*Records provided*:
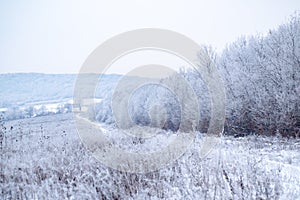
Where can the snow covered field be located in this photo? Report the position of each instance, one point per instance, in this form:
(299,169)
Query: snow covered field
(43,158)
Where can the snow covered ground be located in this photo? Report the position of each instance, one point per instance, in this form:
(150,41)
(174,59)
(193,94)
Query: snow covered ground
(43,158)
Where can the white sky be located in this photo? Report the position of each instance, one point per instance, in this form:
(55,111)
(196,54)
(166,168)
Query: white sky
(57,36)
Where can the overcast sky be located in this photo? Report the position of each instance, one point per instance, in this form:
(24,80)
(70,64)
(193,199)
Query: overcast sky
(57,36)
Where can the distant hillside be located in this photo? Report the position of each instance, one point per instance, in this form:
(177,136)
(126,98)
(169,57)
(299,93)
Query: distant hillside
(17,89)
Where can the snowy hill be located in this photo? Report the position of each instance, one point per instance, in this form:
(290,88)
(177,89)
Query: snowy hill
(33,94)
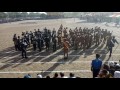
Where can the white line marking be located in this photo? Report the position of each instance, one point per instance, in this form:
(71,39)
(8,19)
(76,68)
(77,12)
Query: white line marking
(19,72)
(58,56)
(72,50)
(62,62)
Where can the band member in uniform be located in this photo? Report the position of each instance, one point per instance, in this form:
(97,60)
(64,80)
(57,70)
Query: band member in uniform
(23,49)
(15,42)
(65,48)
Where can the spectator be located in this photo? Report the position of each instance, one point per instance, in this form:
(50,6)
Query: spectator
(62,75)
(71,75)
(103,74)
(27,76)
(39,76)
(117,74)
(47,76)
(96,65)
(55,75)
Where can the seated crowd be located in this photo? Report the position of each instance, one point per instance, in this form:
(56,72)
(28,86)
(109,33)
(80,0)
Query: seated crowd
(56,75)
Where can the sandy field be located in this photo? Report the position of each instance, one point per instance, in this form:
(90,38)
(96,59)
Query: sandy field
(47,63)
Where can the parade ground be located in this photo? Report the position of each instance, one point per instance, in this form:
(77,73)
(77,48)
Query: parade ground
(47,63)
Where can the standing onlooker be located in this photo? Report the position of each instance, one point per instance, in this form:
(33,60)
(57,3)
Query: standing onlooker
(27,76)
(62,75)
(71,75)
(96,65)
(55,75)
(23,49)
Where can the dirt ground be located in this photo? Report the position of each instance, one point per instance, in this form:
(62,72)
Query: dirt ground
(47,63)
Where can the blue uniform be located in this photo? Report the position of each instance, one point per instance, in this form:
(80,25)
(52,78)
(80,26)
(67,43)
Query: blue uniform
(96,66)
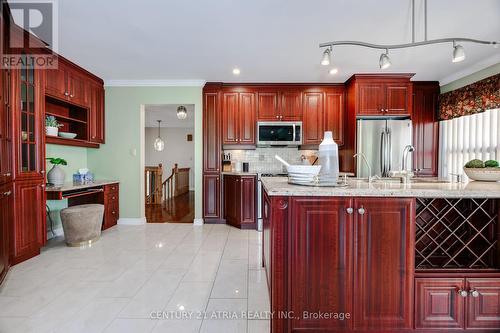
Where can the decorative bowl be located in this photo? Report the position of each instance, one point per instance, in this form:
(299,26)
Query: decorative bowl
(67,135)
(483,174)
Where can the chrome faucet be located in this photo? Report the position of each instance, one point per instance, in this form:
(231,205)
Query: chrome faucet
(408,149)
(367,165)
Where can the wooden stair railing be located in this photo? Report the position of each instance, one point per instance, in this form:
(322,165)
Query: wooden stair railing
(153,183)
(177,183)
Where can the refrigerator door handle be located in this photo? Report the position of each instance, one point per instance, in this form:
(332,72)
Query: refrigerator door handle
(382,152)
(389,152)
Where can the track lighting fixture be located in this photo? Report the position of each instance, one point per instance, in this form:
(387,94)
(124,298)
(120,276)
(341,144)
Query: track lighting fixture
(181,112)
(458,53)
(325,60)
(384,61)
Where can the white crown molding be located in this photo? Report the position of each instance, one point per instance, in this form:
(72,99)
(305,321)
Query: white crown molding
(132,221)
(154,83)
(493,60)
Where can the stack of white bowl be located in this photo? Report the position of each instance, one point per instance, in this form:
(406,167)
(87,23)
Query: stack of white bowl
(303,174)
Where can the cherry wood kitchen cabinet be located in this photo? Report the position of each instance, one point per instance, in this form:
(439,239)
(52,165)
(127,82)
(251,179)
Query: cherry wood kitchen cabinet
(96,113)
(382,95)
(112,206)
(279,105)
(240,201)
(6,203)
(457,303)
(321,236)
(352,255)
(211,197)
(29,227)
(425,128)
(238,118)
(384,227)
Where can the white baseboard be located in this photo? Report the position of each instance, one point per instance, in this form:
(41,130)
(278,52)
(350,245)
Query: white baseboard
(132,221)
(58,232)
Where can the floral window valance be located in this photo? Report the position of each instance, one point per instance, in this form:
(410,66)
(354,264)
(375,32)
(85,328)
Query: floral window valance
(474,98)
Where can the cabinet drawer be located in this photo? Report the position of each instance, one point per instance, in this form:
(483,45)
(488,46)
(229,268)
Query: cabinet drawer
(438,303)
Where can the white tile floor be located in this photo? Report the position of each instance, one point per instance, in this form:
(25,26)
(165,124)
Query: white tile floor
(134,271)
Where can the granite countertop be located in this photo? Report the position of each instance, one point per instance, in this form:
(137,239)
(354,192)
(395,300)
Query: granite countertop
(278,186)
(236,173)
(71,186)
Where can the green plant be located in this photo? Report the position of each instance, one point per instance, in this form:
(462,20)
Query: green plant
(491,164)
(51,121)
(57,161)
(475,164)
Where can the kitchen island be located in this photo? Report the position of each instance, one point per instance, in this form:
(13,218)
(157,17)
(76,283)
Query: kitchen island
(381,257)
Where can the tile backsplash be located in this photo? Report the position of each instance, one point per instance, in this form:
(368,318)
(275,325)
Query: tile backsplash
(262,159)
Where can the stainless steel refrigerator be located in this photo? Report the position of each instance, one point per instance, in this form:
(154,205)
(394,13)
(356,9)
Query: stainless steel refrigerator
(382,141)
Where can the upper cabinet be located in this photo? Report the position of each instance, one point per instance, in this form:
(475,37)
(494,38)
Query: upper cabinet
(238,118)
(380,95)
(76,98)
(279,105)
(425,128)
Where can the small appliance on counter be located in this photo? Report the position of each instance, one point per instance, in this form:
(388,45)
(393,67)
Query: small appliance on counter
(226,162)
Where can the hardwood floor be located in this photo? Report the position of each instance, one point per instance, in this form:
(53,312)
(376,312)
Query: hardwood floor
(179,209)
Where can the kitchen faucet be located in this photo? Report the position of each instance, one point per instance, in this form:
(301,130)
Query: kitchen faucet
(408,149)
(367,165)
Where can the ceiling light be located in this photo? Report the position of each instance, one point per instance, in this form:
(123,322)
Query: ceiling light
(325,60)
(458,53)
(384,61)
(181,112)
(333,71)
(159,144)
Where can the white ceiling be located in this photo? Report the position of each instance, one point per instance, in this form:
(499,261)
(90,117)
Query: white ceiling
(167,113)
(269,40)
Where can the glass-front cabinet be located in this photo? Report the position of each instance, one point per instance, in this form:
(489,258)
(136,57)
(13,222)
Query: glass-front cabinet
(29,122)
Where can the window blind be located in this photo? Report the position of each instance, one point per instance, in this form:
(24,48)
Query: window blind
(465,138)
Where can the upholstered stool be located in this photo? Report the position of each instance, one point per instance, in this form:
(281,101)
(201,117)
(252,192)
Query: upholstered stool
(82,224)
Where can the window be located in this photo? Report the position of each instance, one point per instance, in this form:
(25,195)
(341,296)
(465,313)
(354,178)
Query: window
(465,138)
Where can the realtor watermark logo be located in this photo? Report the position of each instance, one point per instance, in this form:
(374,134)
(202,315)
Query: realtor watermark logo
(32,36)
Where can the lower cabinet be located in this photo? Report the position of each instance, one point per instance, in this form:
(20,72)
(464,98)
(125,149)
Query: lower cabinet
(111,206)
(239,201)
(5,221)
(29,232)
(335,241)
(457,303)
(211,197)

*Written task*:
Reproduce the lines of the listing, from the line containing "Where can the lower" through the end of the listing, as a Markdown table with the columns "Row" and "Text", giving each line its row number and omitting blank lines.

*Right answer*:
| Row | Text |
|---|---|
| 1 | Where can the lower cabinet be located in this photo? Report the position of each instance, one point per instance, in this form: |
| 2 | (20,72) |
| 3 | (464,98) |
| 4 | (125,149) |
| 5 | Query: lower cabinet |
| 6 | (111,206) |
| 7 | (239,201) |
| 8 | (5,221) |
| 9 | (29,232) |
| 10 | (335,241) |
| 11 | (457,303) |
| 12 | (211,197) |